- _EXERCISE DESCRIPTION_: Retype every entry in its entirety, without alteration.

- _PROVIDED DATA_:
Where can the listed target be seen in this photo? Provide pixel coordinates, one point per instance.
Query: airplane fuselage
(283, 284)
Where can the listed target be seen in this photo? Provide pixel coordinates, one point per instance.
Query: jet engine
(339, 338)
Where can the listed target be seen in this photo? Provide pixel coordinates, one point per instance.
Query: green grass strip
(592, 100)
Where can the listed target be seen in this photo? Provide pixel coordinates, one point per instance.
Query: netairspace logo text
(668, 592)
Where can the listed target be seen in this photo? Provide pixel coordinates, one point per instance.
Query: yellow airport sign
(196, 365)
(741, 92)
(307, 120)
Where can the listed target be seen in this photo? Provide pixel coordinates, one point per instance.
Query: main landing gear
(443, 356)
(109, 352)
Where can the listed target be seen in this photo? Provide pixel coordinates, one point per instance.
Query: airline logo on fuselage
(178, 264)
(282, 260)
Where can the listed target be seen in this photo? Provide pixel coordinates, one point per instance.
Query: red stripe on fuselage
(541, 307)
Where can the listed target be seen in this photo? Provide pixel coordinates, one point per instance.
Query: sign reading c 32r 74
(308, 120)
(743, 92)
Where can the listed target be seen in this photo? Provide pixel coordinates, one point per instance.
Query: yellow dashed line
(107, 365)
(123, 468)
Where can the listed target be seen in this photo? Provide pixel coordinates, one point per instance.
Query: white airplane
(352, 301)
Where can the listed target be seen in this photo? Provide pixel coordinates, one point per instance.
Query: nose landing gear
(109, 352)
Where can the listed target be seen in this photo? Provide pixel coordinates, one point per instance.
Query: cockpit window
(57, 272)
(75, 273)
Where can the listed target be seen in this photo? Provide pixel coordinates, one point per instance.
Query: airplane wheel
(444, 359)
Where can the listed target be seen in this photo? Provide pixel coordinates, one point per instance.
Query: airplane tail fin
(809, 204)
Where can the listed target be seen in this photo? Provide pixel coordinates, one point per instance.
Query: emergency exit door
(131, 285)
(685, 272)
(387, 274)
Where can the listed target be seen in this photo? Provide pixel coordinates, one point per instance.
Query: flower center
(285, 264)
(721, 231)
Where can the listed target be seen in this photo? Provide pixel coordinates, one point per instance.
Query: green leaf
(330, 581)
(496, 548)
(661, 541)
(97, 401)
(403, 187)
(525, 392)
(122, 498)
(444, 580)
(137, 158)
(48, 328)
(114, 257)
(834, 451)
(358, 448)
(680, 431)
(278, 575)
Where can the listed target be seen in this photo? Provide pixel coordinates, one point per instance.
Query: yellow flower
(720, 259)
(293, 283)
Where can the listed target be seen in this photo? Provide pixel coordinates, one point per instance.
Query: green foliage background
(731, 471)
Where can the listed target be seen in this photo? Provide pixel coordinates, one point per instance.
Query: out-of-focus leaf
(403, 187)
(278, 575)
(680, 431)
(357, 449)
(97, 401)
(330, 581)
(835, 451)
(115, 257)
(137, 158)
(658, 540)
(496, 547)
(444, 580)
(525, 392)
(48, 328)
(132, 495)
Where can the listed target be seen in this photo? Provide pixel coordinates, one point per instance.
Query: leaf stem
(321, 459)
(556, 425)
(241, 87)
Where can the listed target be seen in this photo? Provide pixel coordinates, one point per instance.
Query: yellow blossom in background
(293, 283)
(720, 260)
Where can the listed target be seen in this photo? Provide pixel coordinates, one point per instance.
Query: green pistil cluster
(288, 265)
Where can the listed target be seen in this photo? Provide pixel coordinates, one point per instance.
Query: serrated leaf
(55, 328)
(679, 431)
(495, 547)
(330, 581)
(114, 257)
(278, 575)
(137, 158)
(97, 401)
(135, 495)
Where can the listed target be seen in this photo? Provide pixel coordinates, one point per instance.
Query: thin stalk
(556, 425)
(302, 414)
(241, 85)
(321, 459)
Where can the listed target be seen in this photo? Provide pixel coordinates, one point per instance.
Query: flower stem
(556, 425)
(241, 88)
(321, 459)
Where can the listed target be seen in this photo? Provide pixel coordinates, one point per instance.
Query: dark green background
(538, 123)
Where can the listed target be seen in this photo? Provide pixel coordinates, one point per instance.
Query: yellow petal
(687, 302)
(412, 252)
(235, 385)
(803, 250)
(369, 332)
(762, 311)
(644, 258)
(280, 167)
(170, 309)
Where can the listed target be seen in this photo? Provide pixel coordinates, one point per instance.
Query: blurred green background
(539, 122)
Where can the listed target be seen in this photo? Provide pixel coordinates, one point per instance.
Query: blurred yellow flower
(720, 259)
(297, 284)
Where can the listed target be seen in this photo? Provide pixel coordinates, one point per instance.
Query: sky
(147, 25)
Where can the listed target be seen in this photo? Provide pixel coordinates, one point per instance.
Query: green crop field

- _FULL OUTPUT_:
Where can the listed target be seen in this photo? Provide pixel coordinates, one point per instance.
Query: airplane fuselage
(283, 284)
Where can the listed target be seen in this photo? Provide pixel coordinates, one point per instance.
Query: jet engine
(339, 338)
Where can the listed target be seen in this photo? Provide pixel coordinates, one point per instance.
Query: green grass strip
(592, 100)
Where can the listed target be seen in this photo? Provide pixel coordinates, one point per instance.
Query: netairspace logo text
(668, 592)
Where can the listed target be seen in this photo? Provide pixel coordinates, one point per instance.
Query: yellow airport sign
(196, 365)
(741, 92)
(307, 120)
Where can the listed target be seen in this photo? Provide pixel coordinates, one point per instance.
Query: main landing gear
(443, 356)
(109, 352)
Where can the listed target be seen in this photo? Provide pixel coordinates, one point per instance.
Query: airline logo on fuselage
(178, 264)
(282, 260)
Where can the listed target be seen in this photo? Provide pixel coordinates, one point per instance.
Query: red stripe on fuselage
(541, 307)
Where can the listed target be seen in this photo? Provide pixel coordinates, one point per instance.
Query: sign reading c 32r 74
(308, 120)
(743, 92)
Where can the listed target be seen in this photo? Provide pixel coordinates, one point per instance.
Query: yellow dashed line
(107, 365)
(123, 468)
Where can the listed target be seen in this photo? Provide pixel coordinates, one point per instance.
Query: white airplane
(352, 301)
Where can the listed target be seen in this photo? Provide pixel coordinates, one point per instance.
Query: nose landing gear
(109, 352)
Where can the listed target be seen in this photo? Provide pixel coordinates, one point per instance.
Query: cockpit window
(57, 272)
(75, 273)
Where can the listed target be seen in this photo? Provide pixel coordinates, one point per instance.
Query: airplane wheel
(444, 359)
Where can the listed target be seen in this photo? Provide pixel coordinates, one point per instance.
Query: airplane tail fin
(809, 204)
Where can the listed target be seen in this photo? Provide pixel coordinates, one point per instance.
Query: emergency exit door
(131, 285)
(685, 272)
(387, 274)
Where can the listed target be seen in this photo? Provide pixel coordinates, one point per instance.
Query: flower center
(285, 264)
(721, 231)
Where can the listed target be seen in this photo? Provide pixel coordinates, one point per instance.
Query: green leaf
(330, 581)
(496, 548)
(661, 541)
(97, 401)
(403, 187)
(525, 392)
(122, 498)
(444, 580)
(137, 158)
(48, 328)
(114, 257)
(834, 451)
(358, 448)
(680, 431)
(278, 575)
Where can the listed target be seen in this photo? Provide pixel coordinates, one point per instance.
Query: yellow flower
(720, 259)
(293, 283)
Where can the listed target be seen in this photo? Provide pixel coordinates, one point per instance.
Query: green foliage background
(731, 471)
Where can the listed target be seen in this photo? Provide pixel coordinates, one point per instance.
Query: out-of-focus leaf
(403, 187)
(278, 575)
(680, 431)
(357, 449)
(97, 401)
(330, 581)
(835, 451)
(115, 257)
(137, 158)
(658, 540)
(496, 547)
(444, 580)
(525, 392)
(48, 328)
(132, 495)
Where can the listed target be seen in this photo? Provide pixel coordinates, one point per instance.
Query: leaf stem
(321, 459)
(556, 425)
(241, 87)
Where can the listed target be seen in this photo? Provide pixel coordinates, one point per instance.
Query: yellow blossom in background
(293, 283)
(720, 260)
Where can the listed target be seen in this photo? Provide pixel coordinates, one point per instance.
Query: green pistil cluster
(288, 265)
Where can the listed target be seen in this photo? Provide pixel coordinates, one point per instance.
Query: serrated leaf
(55, 328)
(679, 431)
(495, 547)
(330, 581)
(114, 257)
(278, 575)
(137, 158)
(97, 401)
(135, 495)
Where can the listed target be seen in this photo? Provide pixel coordinates, one point per instance.
Query: thin stalk
(556, 425)
(302, 414)
(241, 85)
(321, 459)
Where can the listed target be seen in this photo? Provide pixel coordinates, one point per instance.
Query: flower stem
(556, 425)
(241, 88)
(321, 459)
Where can the listed target be seen in this photo? Provide pixel coordinates, one point per instance.
Query: dark green background
(538, 123)
Where can the listed target be seen in this photo? Provide pixel coordinates, one point per instance.
Query: yellow petal
(687, 302)
(412, 252)
(235, 385)
(803, 250)
(369, 332)
(762, 311)
(644, 258)
(280, 167)
(170, 309)
Where can the listed target be seen in this photo? Provide pixel coordinates, one point per instance.
Query: blurred green background
(539, 122)
Where can the listed target be seen in this photo? Provide pixel coordinates, one point per instance.
Query: blurred yellow flower
(720, 259)
(297, 284)
Where can the listed target be seen in this photo? Provide pixel coordinates, one point per instance.
Query: sky
(147, 25)
Where can the listed target be seen in this photo? Provide pixel coordinates, one point per instance.
Query: green crop field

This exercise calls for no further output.